» ACTIVITY
In the post about Duke's illness below, write out the stretch from "So I wrote this" through "his inner workings." word for word.

» SELECTED TEXT
JFK, Bin Laden and Duke, Continued…

So I wrote this at my mom’s house in Houston this weekend, using MS word, and cut/pasted it onto this page and it’s totally screwing up the fonts and I have no idea how to fix it, so I apologize in advance for anybody who is farsighted (as it seems to be printing it teeny tiny).  I deleted the post and am trying to re-cut/paste, and we’ll see how it goes…maybe it will heal itself …

2008/11/24 

So Duke got sick again.  He was acting just like he did back in August, when this all started, refusing to eat and drink, very nauseous, painful in his abdomen.  He didn’t look good.   

 

We had been lowering his Prednisone dosage in an effort to wean him off and just control his IBD with diet.  So my first thought was to bump up his Pred again.  However, I decided I’d better recheck his blood work, to see if anything had changed with his inner workings. 

 

Duke’s blood work came back very abnormal.  His potassium level was dangerously high, his sodium was very low, and his kidney values were up a little.  Sodium and potassium are electrolytes contained within the cells to control little functions like muscle contraction.  Potassium, in particular has a pretty narrow safety margin as far as blood levels go.  Elevated potassium levels can wreak havoc with muscles, and most importantly the heart muscle…(it can slow down the contractions to the point of cardiac arrest).

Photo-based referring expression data
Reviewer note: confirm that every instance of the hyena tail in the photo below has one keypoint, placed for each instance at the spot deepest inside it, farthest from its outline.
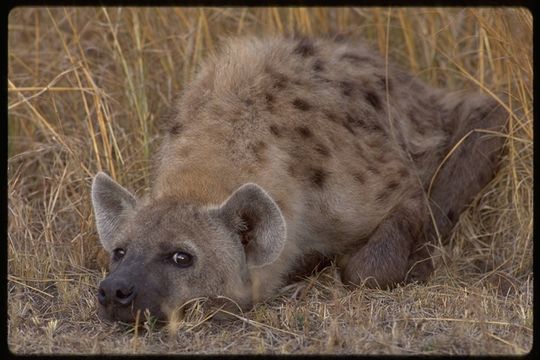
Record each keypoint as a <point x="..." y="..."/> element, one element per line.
<point x="475" y="124"/>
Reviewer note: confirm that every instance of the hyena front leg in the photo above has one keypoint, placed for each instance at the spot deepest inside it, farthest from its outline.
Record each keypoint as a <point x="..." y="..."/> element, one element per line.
<point x="383" y="260"/>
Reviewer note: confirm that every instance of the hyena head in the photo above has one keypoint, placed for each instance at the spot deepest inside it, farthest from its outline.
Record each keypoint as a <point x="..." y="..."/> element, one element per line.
<point x="165" y="252"/>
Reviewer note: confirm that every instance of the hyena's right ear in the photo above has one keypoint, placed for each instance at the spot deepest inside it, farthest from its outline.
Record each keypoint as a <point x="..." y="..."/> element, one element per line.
<point x="111" y="204"/>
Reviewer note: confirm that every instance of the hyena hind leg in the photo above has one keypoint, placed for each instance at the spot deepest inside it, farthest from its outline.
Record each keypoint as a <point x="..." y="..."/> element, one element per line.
<point x="383" y="260"/>
<point x="475" y="120"/>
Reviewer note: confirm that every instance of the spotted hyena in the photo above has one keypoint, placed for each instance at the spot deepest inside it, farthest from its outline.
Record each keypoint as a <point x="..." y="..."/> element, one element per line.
<point x="284" y="153"/>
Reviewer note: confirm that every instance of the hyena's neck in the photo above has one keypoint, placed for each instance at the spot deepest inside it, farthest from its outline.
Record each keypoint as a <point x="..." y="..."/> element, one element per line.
<point x="196" y="186"/>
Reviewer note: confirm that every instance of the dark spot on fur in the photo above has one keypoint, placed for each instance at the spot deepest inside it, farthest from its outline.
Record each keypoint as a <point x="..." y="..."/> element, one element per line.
<point x="318" y="177"/>
<point x="304" y="131"/>
<point x="331" y="117"/>
<point x="339" y="38"/>
<point x="301" y="104"/>
<point x="373" y="99"/>
<point x="349" y="128"/>
<point x="269" y="98"/>
<point x="318" y="66"/>
<point x="373" y="169"/>
<point x="451" y="215"/>
<point x="356" y="59"/>
<point x="380" y="157"/>
<point x="291" y="169"/>
<point x="280" y="80"/>
<point x="375" y="143"/>
<point x="322" y="149"/>
<point x="382" y="195"/>
<point x="402" y="172"/>
<point x="359" y="177"/>
<point x="304" y="48"/>
<point x="274" y="129"/>
<point x="346" y="88"/>
<point x="417" y="156"/>
<point x="392" y="185"/>
<point x="176" y="129"/>
<point x="258" y="150"/>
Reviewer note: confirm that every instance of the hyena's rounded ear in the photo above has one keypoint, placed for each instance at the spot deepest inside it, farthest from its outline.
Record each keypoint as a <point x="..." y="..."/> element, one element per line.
<point x="256" y="218"/>
<point x="111" y="204"/>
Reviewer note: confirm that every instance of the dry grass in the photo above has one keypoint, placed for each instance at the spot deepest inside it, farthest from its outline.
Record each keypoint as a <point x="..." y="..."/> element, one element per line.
<point x="87" y="89"/>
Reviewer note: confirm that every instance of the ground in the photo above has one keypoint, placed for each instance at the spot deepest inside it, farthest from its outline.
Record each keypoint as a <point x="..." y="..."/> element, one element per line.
<point x="88" y="89"/>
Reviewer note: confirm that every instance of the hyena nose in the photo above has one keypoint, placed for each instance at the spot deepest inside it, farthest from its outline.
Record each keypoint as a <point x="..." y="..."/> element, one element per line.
<point x="117" y="292"/>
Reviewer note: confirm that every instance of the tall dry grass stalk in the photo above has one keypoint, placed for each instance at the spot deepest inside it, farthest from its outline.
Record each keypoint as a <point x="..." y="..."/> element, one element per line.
<point x="88" y="88"/>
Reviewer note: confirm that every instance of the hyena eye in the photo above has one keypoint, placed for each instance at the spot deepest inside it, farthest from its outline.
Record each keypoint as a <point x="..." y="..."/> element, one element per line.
<point x="118" y="253"/>
<point x="182" y="259"/>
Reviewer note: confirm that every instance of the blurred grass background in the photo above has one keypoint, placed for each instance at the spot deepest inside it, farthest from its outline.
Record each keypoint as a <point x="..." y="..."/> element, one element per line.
<point x="87" y="91"/>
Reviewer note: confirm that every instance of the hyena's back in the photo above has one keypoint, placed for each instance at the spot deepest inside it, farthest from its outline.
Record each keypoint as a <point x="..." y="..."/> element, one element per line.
<point x="346" y="145"/>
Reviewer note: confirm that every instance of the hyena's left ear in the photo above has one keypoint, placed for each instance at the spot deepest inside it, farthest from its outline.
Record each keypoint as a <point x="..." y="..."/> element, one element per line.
<point x="111" y="204"/>
<point x="256" y="218"/>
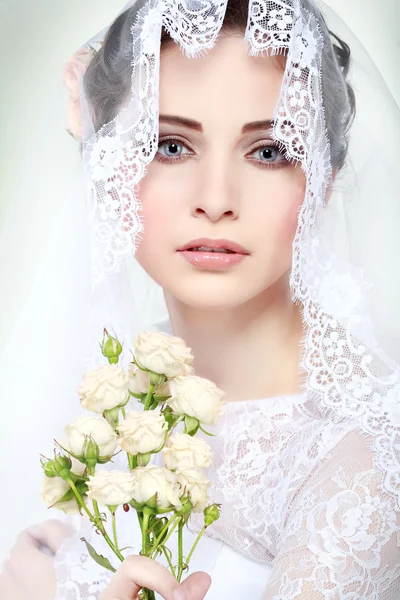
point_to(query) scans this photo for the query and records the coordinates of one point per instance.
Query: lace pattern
(343, 368)
(297, 491)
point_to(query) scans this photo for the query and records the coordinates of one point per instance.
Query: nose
(216, 196)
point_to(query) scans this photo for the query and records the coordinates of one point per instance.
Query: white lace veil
(344, 254)
(349, 360)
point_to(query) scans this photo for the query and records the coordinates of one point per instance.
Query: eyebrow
(196, 126)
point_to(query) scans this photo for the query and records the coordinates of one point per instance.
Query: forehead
(226, 83)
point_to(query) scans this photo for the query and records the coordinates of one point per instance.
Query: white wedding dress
(303, 513)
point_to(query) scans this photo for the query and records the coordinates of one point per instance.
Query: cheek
(288, 219)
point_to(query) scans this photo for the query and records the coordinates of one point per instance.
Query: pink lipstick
(206, 253)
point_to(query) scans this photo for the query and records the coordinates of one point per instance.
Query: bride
(246, 181)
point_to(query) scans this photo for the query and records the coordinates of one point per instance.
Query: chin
(212, 291)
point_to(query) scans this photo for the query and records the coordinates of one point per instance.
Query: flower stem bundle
(164, 494)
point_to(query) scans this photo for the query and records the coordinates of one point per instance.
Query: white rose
(151, 480)
(53, 489)
(111, 487)
(163, 354)
(95, 427)
(185, 452)
(195, 483)
(142, 432)
(104, 388)
(196, 397)
(139, 383)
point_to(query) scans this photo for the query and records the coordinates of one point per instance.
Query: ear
(330, 187)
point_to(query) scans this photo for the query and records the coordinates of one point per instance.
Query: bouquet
(175, 406)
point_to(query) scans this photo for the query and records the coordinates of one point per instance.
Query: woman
(237, 223)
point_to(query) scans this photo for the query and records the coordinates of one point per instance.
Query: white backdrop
(36, 154)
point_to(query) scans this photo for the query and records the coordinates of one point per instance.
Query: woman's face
(218, 176)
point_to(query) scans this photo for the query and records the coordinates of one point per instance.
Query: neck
(250, 351)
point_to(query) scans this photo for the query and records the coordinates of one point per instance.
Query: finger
(136, 573)
(51, 533)
(25, 558)
(194, 587)
(10, 588)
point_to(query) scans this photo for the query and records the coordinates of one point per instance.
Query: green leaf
(101, 560)
(191, 425)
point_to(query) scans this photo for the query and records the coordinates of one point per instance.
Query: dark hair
(107, 81)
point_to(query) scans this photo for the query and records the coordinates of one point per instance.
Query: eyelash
(277, 165)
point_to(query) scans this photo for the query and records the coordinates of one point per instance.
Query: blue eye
(171, 149)
(268, 154)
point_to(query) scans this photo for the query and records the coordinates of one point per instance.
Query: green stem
(174, 518)
(145, 537)
(195, 544)
(114, 527)
(169, 562)
(132, 462)
(149, 398)
(79, 498)
(99, 524)
(180, 549)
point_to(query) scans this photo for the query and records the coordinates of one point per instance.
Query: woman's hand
(137, 572)
(28, 572)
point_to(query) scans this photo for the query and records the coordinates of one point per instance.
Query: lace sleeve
(341, 538)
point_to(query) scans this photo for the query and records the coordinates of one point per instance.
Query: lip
(213, 260)
(215, 244)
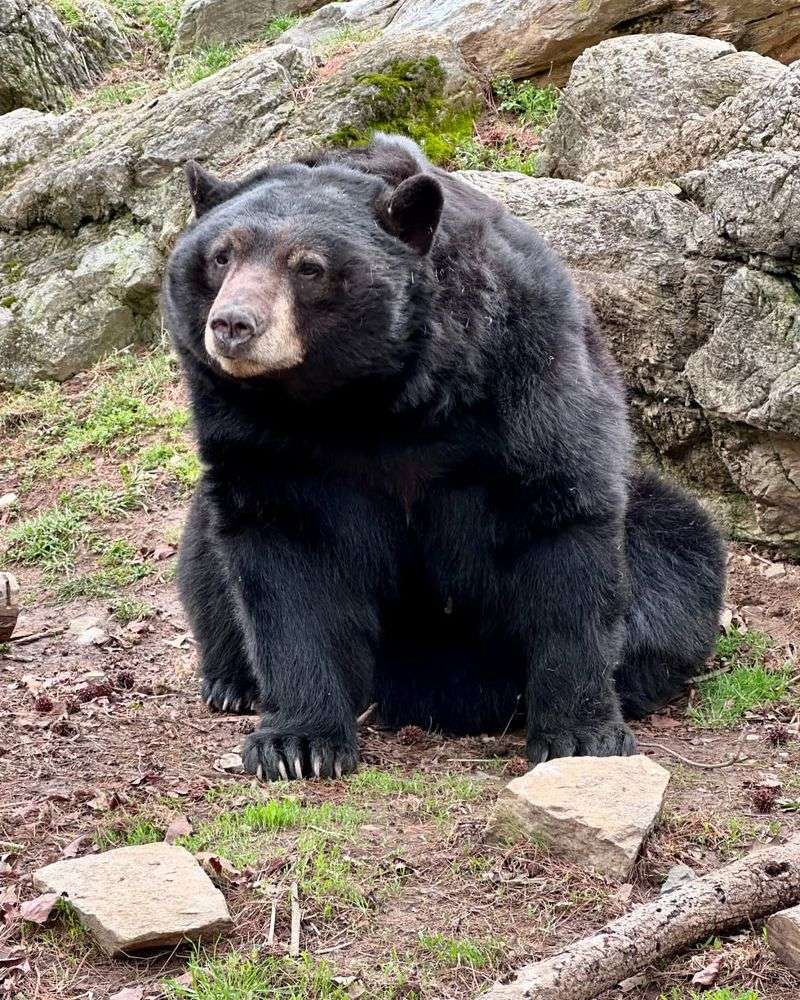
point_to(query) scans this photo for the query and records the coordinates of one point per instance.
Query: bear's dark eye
(310, 269)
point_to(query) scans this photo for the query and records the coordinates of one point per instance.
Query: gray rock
(139, 897)
(783, 936)
(42, 60)
(630, 98)
(210, 22)
(594, 811)
(676, 877)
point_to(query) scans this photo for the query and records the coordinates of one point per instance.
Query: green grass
(748, 685)
(136, 831)
(458, 952)
(69, 13)
(435, 794)
(204, 63)
(130, 609)
(534, 106)
(253, 977)
(278, 25)
(115, 95)
(239, 835)
(472, 154)
(158, 18)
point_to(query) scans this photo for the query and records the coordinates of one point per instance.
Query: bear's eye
(310, 269)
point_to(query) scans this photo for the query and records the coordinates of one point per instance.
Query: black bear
(417, 482)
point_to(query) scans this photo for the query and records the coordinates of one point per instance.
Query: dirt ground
(107, 743)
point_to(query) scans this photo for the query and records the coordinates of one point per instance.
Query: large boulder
(92, 204)
(630, 98)
(542, 38)
(213, 22)
(710, 350)
(43, 59)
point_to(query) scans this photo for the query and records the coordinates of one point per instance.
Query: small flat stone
(676, 877)
(595, 811)
(139, 897)
(783, 935)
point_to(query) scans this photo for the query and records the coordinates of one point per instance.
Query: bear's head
(308, 274)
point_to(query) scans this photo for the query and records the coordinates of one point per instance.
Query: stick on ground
(763, 883)
(294, 945)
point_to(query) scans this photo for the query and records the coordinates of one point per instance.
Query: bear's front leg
(572, 587)
(306, 601)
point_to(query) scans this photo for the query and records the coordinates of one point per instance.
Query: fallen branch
(735, 758)
(294, 944)
(747, 890)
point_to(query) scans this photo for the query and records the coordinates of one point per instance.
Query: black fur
(435, 509)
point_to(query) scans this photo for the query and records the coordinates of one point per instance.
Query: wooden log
(9, 605)
(766, 881)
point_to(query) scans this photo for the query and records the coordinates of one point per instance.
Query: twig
(23, 640)
(367, 714)
(294, 944)
(735, 759)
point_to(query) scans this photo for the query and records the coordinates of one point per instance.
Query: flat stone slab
(595, 811)
(783, 935)
(139, 897)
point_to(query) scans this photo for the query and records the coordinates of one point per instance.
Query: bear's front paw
(608, 739)
(274, 756)
(227, 695)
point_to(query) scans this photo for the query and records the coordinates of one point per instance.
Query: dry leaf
(38, 910)
(709, 975)
(129, 993)
(179, 827)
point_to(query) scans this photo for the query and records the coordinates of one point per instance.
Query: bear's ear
(413, 211)
(205, 190)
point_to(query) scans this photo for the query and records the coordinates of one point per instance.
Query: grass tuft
(748, 685)
(236, 977)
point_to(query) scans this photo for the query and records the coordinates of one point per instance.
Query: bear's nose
(232, 327)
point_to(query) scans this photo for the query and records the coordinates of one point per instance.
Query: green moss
(407, 98)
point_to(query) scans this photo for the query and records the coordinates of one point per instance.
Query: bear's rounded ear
(205, 190)
(413, 211)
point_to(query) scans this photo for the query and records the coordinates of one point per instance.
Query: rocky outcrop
(594, 811)
(540, 38)
(718, 132)
(139, 897)
(213, 22)
(94, 203)
(43, 59)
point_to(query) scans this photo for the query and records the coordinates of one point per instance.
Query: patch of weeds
(748, 685)
(534, 106)
(345, 39)
(720, 993)
(474, 953)
(239, 835)
(204, 63)
(120, 566)
(159, 18)
(68, 12)
(237, 976)
(436, 794)
(49, 540)
(278, 25)
(472, 154)
(115, 95)
(130, 609)
(174, 458)
(128, 834)
(325, 875)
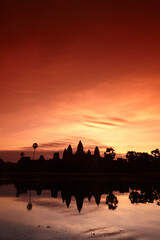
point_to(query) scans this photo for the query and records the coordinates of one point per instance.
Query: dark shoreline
(74, 176)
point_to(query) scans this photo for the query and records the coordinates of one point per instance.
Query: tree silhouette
(35, 145)
(155, 153)
(109, 153)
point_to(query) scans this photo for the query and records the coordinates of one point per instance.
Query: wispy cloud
(120, 120)
(105, 123)
(93, 126)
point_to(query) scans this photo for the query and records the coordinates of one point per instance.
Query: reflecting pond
(79, 210)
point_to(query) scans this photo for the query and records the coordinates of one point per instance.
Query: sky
(79, 70)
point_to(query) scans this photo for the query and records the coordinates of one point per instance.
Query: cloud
(120, 120)
(105, 123)
(88, 125)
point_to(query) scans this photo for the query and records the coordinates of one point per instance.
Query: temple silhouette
(81, 161)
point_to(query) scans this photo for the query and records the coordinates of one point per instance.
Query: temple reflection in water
(80, 190)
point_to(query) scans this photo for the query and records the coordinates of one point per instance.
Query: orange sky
(72, 70)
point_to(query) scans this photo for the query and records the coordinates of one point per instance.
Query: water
(89, 215)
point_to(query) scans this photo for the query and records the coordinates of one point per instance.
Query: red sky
(72, 70)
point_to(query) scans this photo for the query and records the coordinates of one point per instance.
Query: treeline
(82, 161)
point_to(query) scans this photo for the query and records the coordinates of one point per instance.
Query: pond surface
(70, 212)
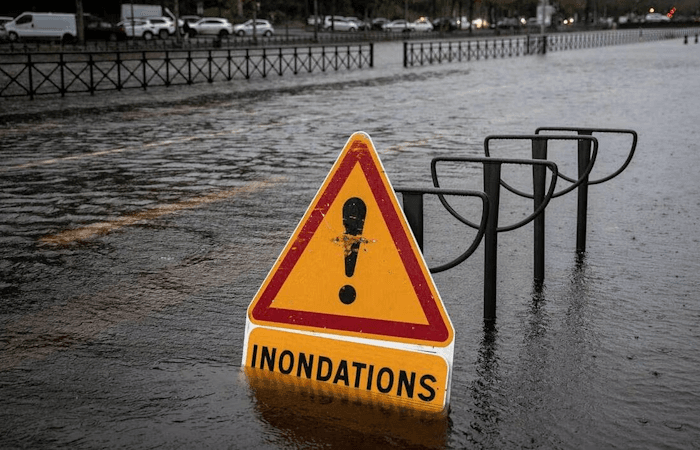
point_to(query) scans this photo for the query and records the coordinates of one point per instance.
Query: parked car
(138, 28)
(52, 26)
(378, 23)
(313, 20)
(422, 24)
(398, 26)
(99, 29)
(3, 31)
(190, 19)
(656, 18)
(361, 24)
(211, 26)
(164, 26)
(445, 24)
(508, 22)
(262, 27)
(339, 24)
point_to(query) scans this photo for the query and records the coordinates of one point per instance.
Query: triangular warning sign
(352, 266)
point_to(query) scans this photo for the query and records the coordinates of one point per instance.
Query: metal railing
(33, 74)
(489, 226)
(421, 53)
(437, 52)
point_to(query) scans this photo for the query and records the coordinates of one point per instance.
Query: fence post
(584, 158)
(264, 63)
(63, 82)
(92, 75)
(539, 151)
(31, 78)
(413, 209)
(119, 71)
(492, 184)
(167, 68)
(143, 69)
(229, 76)
(209, 64)
(405, 53)
(544, 44)
(280, 60)
(189, 66)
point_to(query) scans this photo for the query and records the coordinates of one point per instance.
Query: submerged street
(137, 227)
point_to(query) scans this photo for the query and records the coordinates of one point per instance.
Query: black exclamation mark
(354, 212)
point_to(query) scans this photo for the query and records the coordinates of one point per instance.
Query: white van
(31, 25)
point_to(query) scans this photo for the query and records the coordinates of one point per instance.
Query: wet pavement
(137, 227)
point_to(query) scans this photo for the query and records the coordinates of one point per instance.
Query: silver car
(262, 27)
(211, 26)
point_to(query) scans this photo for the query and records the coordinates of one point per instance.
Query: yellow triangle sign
(352, 266)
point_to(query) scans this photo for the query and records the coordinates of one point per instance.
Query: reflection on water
(310, 413)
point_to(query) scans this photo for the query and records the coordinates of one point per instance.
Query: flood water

» RESPONSE AREA
So I wrote this at my mom’s house in Houston this weekend, using MS word, and cut/pasted it onto this page and it’s totally screwing up the fonts and I have no idea how to fix it, so I apologize in advance for anybody who is farsighted (as it seems to be printing it teeny tiny).  I deleted the post and am trying to re-cut/paste, and we’ll see how it goes…maybe it will heal itself …

2008/11/24 

So Duke got sick again.  He was acting just like he did back in August, when this all started, refusing to eat and drink, very nauseous, painful in his abdomen.  He didn’t look good.   

 

We had been lowering his Prednisone dosage in an effort to wean him off and just control his IBD with diet.  So my first thought was to bump up his Pred again.  However, I decided I’d better recheck his blood work, to see if anything had changed with his inner workings.